Written request:
Reproduce the passage of the F# post starting at "After that was" and ending at "long anyway ;-)".

Page:
F# 180 175 too many characters

This morning I did another version, simplifying the recursive version, but alas due to recursion it wouldn't do the 100000.

Recursive solution:

let rec g m n l =
    if(m = n) then l
    else List.map ((+)"0") l  @ List.map ((+)"1") (List.rev(l)) |> g (m+1) n
List.iter (fun x -> printfn "%s" x) (g 1 (int(stdin.ReadLine())) ["0";"1"]);;

After that was done I created a working version for the "100000" requirement - it's too long to compete with the other solutions shown here and I probably re-invented the wheel several times over, but unlike many of the solutions I have seen here it will work with a very,very large number of bits and hey it was a good learning experience for an F# noob - I didn't bother to shorten it, since it's way too long anyway ;-)

Iterative solution: (working with 100000+)

let bits = stdin.ReadLine() |>int
let n = 1I <<< bits

let bitcount (n : bigint) =
    let mutable m = n
    let mutable c = 1
    while m > 1I do
        m <- m >>>1
        c<-c+1
    c

let rec traverseBits m (number: bigint) =
    let highbit = bigint(1 <<< m)

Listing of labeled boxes
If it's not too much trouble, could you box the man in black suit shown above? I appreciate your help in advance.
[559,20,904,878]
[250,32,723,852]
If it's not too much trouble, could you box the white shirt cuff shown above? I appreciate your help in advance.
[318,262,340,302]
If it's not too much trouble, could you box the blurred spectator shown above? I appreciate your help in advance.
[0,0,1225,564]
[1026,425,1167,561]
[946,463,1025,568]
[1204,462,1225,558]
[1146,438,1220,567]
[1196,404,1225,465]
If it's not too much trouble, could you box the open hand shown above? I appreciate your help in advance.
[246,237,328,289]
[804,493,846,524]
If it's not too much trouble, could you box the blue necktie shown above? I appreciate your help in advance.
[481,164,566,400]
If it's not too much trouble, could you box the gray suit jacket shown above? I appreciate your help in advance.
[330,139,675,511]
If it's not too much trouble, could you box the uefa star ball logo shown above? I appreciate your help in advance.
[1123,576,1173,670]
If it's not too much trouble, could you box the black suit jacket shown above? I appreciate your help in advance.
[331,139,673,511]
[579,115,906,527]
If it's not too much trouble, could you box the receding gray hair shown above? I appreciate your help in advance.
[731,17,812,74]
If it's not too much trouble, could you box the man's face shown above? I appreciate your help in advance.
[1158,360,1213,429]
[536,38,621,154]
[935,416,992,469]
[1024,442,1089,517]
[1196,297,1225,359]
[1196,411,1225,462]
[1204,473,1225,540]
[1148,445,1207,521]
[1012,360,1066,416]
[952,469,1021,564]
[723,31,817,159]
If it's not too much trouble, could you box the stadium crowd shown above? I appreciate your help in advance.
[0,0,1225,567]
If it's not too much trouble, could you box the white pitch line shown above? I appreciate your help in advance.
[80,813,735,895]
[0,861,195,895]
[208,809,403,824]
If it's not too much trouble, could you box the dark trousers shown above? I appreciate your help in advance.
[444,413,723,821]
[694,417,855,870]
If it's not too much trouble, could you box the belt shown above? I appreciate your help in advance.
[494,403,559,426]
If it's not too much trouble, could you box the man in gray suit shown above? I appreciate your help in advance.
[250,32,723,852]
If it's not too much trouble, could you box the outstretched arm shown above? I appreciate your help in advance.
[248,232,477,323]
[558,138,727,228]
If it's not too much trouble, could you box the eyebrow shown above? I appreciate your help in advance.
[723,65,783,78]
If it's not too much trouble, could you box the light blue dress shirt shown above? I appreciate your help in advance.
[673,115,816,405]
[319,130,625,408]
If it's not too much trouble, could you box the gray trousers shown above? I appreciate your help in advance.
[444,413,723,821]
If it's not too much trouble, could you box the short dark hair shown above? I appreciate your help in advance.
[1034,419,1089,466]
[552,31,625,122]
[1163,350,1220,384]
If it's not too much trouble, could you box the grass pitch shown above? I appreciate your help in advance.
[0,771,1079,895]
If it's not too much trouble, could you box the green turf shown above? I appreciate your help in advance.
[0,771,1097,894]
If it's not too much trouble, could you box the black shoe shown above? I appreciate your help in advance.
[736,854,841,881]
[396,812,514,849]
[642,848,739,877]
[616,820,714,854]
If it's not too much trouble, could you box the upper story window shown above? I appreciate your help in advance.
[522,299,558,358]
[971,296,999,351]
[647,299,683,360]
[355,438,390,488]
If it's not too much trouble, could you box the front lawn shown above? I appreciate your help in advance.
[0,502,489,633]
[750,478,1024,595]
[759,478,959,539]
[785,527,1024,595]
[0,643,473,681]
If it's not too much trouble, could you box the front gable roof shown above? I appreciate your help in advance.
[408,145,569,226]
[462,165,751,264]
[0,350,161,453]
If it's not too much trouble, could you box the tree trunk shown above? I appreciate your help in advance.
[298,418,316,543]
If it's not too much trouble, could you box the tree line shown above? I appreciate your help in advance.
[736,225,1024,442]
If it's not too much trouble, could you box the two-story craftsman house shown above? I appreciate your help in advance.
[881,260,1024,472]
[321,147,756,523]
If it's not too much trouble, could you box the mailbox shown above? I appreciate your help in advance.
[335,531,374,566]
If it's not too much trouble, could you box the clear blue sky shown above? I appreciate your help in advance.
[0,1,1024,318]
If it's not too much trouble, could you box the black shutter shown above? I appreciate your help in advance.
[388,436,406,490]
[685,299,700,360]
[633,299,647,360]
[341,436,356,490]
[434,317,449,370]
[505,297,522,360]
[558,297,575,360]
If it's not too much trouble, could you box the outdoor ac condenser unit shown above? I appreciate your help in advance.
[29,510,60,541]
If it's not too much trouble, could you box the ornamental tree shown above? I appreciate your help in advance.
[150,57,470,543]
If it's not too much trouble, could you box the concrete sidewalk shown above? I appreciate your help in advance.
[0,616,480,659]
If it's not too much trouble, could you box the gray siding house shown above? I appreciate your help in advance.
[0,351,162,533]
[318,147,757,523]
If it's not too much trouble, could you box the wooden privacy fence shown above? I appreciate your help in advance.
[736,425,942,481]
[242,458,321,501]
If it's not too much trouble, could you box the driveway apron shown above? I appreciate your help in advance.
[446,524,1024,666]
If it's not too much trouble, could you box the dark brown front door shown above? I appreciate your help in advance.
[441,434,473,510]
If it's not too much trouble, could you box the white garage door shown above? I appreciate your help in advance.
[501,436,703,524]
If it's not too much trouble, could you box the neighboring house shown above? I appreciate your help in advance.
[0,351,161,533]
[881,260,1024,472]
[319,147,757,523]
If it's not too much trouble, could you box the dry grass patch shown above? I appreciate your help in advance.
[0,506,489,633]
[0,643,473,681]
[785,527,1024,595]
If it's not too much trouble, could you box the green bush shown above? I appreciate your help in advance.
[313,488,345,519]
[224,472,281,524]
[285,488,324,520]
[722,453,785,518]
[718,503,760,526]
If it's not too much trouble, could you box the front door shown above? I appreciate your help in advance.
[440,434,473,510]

Response to the exercise:
After that was done I created a working version for the "100000" requirement - it's too long to compete with the other solutions shown here and I probably re-invented the wheel several times over, but unlike many of the solutions I have seen here it will work with a very,very large number of bits and hey it was a good learning experience for an F# noob - I didn't bother to shorten it, since it's way too long anyway ;-)